** START RECORD EXTRACTS **
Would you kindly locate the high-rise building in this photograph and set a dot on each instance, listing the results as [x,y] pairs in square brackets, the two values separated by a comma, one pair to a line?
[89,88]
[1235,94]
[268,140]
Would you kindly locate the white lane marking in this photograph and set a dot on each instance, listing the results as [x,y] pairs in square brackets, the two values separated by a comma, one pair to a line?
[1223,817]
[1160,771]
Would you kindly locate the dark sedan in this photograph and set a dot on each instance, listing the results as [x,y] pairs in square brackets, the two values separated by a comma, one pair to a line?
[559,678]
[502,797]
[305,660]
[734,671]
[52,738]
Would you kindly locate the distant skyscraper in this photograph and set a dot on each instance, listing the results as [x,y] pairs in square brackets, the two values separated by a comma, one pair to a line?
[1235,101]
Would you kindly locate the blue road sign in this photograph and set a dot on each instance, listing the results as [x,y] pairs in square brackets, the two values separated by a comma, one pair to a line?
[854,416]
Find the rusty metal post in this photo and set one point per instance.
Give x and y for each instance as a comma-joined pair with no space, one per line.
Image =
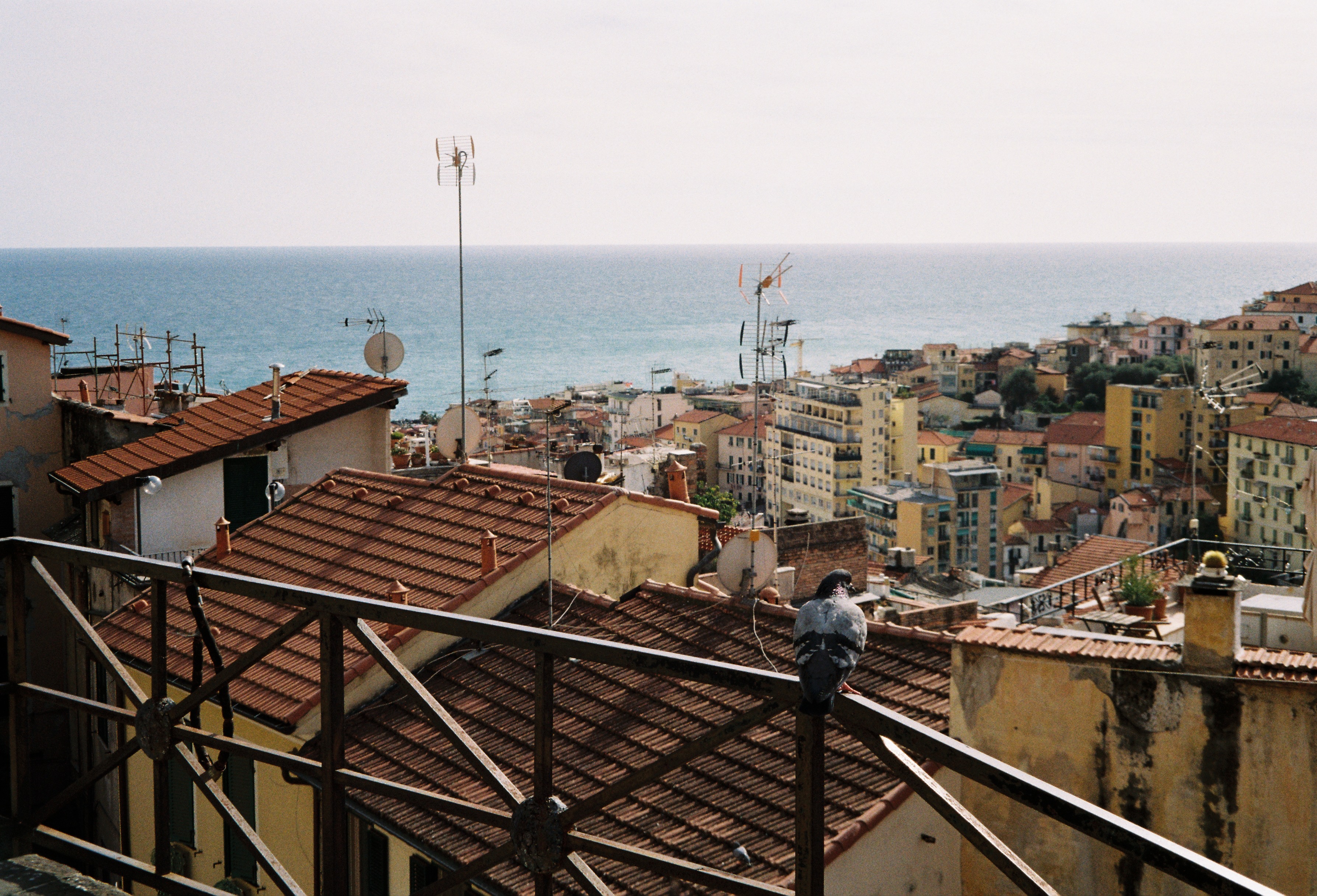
160,691
809,804
20,727
334,799
543,746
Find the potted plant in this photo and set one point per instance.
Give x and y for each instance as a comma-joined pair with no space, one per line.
1140,591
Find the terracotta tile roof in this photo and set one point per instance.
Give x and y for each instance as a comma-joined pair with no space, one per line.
1028,639
934,437
35,332
1281,429
697,416
746,428
1007,437
227,425
610,721
1276,665
1258,323
327,537
1090,554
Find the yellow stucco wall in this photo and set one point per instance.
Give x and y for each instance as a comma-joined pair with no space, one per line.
1220,765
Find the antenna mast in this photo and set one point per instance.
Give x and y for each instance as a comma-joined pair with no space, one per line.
456,168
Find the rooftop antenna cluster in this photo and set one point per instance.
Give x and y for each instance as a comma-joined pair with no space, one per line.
458,169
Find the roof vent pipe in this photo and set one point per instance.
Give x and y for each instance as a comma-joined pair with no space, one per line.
274,391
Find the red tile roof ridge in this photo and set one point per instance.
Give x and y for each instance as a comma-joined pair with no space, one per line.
864,823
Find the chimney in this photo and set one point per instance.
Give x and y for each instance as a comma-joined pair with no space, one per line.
1211,625
274,391
222,539
677,482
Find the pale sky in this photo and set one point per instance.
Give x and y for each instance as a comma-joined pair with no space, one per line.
222,124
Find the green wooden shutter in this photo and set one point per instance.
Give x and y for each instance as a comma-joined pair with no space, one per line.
240,787
244,489
375,862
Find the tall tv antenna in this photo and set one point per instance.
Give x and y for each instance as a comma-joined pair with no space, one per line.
770,340
456,168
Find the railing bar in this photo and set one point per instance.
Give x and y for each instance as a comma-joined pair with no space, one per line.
495,857
123,865
974,831
1106,827
89,636
243,664
239,825
704,744
437,715
671,868
97,773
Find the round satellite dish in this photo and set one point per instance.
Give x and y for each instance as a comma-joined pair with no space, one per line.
584,468
384,353
448,432
735,558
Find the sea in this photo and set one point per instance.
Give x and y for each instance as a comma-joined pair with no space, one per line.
609,315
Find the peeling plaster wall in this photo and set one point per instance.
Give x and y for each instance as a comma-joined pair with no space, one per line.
1224,766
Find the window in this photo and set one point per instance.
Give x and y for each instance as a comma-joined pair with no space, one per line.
375,862
240,787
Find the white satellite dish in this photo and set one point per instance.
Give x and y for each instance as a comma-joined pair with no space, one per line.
448,431
384,353
735,558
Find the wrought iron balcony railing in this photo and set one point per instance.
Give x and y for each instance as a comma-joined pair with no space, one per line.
542,839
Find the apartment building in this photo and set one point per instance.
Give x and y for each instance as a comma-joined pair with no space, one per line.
826,440
737,453
1232,344
633,412
1021,457
1269,458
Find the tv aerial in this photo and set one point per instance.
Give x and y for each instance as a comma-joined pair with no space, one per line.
384,351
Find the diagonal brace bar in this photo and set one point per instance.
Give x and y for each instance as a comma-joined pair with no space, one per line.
438,716
704,744
945,804
243,664
123,681
238,824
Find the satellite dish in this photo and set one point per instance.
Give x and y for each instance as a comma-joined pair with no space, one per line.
584,468
448,431
735,558
384,353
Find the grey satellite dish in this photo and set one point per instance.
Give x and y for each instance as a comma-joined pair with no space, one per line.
584,468
384,353
448,432
735,558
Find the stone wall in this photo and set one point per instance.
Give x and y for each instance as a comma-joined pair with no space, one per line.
816,549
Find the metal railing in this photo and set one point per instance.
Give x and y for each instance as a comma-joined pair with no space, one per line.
542,839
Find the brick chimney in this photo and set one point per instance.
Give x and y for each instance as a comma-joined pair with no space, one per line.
677,482
222,539
489,553
1211,628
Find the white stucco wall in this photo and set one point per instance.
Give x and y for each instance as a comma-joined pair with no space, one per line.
182,514
359,441
895,857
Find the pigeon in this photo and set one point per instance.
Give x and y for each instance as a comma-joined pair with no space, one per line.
830,633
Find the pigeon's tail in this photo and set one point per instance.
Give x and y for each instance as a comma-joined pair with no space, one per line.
820,681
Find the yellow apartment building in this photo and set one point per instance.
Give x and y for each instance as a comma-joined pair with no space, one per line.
826,440
1269,458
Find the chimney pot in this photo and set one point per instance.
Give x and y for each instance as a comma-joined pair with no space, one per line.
222,539
489,553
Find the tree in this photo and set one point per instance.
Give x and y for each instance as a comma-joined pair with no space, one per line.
1020,390
717,499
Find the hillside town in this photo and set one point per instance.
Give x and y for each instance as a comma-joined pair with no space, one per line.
1028,531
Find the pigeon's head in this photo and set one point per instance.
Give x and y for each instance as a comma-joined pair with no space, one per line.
834,581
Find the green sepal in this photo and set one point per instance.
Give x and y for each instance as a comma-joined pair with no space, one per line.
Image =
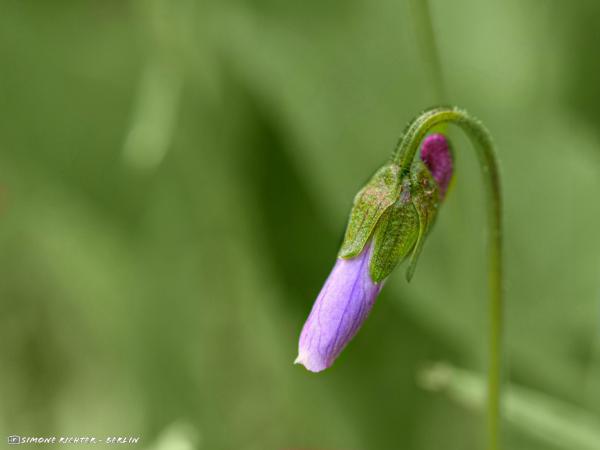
** END RECORD EXTRACTS **
◆ PROBLEM:
Please select every line of the data above that contains the word "apartment" and copy each one out in full.

◆ FULL RESPONSE:
Find the apartment building in this photo and set one point per instance.
Find the yellow apartment building in this photo and set one point per instance.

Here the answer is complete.